[文書の抜粋]
◇ ◇ ◇

1−1.低地域の開閉部材付送水パイプ30の開閉部材31は開いたままで良い。吐出口33を噴出してくる水は当初は空気と混じって白い水が吐出されてくるが、送水パイプ10内が満水状態になると透明な水に変化するのが確認できるため、これを確認したら「注水口合流部材60」に備えた注水口開閉装置70を閉じて貯水タンク40からの水の放出を停止する。
1−2.貯水タンク40からの放出が止まると、下流側となる低地域の開いた状態の開閉部材付送水パイプ30の吐出口33からは引き続き水が放出されるため、送水パイプ10内の満水状態の水が下流側へ流れる作用が働く。
1−3.この下流側へ流れる作用により、高水域の逆止弁付送水パイプ20に備えられた逆止弁21は送水パイプ10内で下流側へ引かれると同時に、高水域にある貯留部の水が逆止弁21を押して送水パイプ10内に流入する現象が発生しサイホン作用が稼働し始めることとなる。
1−4 サイホン作用を一時停止しようとする場合は、あらかじめ送水パイプ10のどこか1カ所以上に開閉装置を設けておき、これを閉じることで送水パイプ10内を満水状態としたまま水の移動を一時停止することができる。
1−5 サイホン作用を終了しようとする場合は、注水口合流部材60の注水口開閉装置70を開放した状態で貯水タンク40内の水を全て送水パイプ10内へ放流した後に続き空気を送水パイプ10内へ流入させることでサイホン作用は終了する。
この方法において、貯水タンク40に水を溜める段階で、低地域の開閉部材付送水パイプ30の開閉部材31は閉じた状態とし、注水口合流部材60に備えた注水口開閉装置70を開いた状態にして貯水タンク40に注水をすると、タンク内に流入した水は送水パイプ10の中を流れてその流下量に合った形で送水パイプ10内に水が入ることになる。この流下能力である程度送水パイプ10内を満たしておいて、今度は注水口合流部材60に備えた注水口開閉装置70を閉じた状態にして、再度、貯水タンク40に貯水を行い。前述の作業を行うことで一層容易に送水パイプ10内を満水にする事ができ、サイホンの作用を起こす事ができる。
この際に、貯水タンク40内に圧縮空気又は炭酸等の気泡が発生する気泡発生剤を投入することにより、貯水タンク40内の圧力を増加させることによって、送水パイプ10に水圧のかかった水を送水したり、貯水タンクに荷重をかけることによって、送水パイプ10に水圧のかかった水を送水したりすることによって、迅速に貯水タンク40の水を送水パイプ10に移動させることができる。

◇ ◇ ◇

[データ]
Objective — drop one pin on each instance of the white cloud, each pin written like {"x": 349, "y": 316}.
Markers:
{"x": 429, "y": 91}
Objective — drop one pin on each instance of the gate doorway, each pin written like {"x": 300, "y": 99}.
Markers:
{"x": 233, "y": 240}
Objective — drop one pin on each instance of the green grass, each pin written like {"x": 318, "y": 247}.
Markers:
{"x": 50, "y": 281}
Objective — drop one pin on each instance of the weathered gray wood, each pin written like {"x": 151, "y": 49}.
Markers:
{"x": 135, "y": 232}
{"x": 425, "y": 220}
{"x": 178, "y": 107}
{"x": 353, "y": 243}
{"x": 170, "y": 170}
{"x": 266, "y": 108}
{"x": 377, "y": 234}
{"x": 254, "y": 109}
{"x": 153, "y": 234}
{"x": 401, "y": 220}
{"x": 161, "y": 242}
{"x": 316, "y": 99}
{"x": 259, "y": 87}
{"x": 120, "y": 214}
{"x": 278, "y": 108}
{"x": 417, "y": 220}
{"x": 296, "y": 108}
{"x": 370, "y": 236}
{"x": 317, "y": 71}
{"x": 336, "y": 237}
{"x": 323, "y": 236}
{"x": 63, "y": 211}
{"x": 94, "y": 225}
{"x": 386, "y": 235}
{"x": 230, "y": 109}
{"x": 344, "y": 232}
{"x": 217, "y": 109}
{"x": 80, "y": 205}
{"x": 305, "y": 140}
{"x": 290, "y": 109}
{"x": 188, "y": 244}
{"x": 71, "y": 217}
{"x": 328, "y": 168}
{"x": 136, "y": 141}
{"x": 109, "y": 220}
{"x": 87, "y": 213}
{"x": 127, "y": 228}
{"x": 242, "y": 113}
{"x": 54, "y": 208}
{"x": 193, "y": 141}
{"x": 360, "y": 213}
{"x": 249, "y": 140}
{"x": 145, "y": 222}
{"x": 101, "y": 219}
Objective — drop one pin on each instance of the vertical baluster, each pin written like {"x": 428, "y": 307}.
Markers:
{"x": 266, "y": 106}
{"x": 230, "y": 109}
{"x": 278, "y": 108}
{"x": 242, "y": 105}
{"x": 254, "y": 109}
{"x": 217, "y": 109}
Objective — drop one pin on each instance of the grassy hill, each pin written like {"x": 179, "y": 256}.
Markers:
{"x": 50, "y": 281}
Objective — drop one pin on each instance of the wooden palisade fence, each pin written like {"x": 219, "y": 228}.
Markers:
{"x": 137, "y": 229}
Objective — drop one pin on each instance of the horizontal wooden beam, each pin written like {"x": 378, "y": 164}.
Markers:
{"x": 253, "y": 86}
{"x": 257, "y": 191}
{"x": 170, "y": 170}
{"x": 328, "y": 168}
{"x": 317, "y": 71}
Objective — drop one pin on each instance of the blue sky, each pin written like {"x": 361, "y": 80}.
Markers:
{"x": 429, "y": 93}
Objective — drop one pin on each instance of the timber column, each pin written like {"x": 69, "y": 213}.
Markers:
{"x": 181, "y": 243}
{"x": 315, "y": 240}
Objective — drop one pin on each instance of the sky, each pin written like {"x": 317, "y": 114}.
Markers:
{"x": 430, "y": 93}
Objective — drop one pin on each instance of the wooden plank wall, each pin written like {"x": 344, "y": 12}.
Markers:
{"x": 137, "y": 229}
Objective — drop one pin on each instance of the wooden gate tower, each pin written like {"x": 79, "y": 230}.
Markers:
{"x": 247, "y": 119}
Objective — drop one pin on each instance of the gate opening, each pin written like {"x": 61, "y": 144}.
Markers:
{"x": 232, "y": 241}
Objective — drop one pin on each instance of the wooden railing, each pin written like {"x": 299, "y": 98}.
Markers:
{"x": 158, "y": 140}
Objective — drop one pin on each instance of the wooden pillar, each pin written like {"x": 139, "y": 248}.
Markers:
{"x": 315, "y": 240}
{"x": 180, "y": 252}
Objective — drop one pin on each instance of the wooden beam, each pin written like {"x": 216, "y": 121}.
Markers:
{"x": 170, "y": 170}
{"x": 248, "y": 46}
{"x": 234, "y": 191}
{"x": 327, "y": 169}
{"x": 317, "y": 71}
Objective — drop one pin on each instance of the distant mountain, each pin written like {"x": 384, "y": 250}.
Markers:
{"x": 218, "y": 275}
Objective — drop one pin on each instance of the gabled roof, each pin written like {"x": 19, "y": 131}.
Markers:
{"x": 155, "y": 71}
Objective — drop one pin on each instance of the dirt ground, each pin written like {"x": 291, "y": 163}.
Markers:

◇ ◇ ◇

[指示内容 1]
サイホン作用の文書に出てくる部材のうち、符号の末尾が0であるものを、符号とともにすべて挙げよ。
[指示内容 2]
サイホン作用の文書のうち、「1−3.この下流側へ流れる作」から「とでサイホン作用は終了する。」までの部分を、両端の語句も含めて一字一句変えずに書き写せ。

[正解 1]
送水パイプ10
逆止弁付送水パイプ20
開閉部材付送水パイプ30
貯水タンク40
注水口合流部材60
注水口開閉装置70

[正解 2]
1−3.この下流側へ流れる作用により、高水域の逆止弁付送水パイプ20に備えられた逆止弁21は送水パイプ10内で下流側へ引かれると同時に、高水域にある貯留部の水が逆止弁21を押して送水パイプ10内に流入する現象が発生しサイホン作用が稼働し始めることとなる。
1−4 サイホン作用を一時停止しようとする場合は、あらかじめ送水パイプ10のどこか1カ所以上に開閉装置を設けておき、これを閉じることで送水パイプ10内を満水状態としたまま水の移動を一時停止することができる。
1−5 サイホン作用を終了しようとする場合は、注水口合流部材60の注水口開閉装置70を開放した状態で貯水タンク40内の水を全て送水パイプ10内へ放流した後に続き空気を送水パイプ10内へ流入させることでサイホン作用は終了する。